RECORDED DATA -
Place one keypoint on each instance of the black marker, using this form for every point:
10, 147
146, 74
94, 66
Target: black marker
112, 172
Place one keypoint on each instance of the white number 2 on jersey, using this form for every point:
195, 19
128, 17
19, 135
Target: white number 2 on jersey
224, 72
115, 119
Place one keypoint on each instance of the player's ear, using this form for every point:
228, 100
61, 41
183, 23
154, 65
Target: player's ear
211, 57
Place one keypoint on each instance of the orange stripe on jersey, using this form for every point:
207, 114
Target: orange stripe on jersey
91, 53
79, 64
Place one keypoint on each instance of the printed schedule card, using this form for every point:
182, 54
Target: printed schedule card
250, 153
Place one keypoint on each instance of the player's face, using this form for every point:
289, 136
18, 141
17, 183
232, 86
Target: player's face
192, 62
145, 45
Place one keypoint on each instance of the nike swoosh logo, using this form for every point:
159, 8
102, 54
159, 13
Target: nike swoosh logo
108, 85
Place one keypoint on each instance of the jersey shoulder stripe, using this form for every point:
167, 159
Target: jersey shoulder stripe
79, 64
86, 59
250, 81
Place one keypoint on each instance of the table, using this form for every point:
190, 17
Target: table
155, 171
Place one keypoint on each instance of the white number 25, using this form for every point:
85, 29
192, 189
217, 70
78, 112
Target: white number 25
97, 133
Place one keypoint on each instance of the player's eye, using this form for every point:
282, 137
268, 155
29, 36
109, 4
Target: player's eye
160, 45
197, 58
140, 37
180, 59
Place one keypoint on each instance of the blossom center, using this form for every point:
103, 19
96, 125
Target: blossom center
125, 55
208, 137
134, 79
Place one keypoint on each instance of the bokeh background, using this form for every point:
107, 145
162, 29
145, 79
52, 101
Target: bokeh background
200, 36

WHAT IS NEEDED -
All lines from the one with "Place one keypoint on each instance of the bokeh" to the end of the entries above are to be written out exactly, the first and last included.

RESPONSE -
Place one keypoint on each instance of the bokeh background, using this form for every point:
107, 145
162, 29
145, 79
52, 101
Target: bokeh background
200, 36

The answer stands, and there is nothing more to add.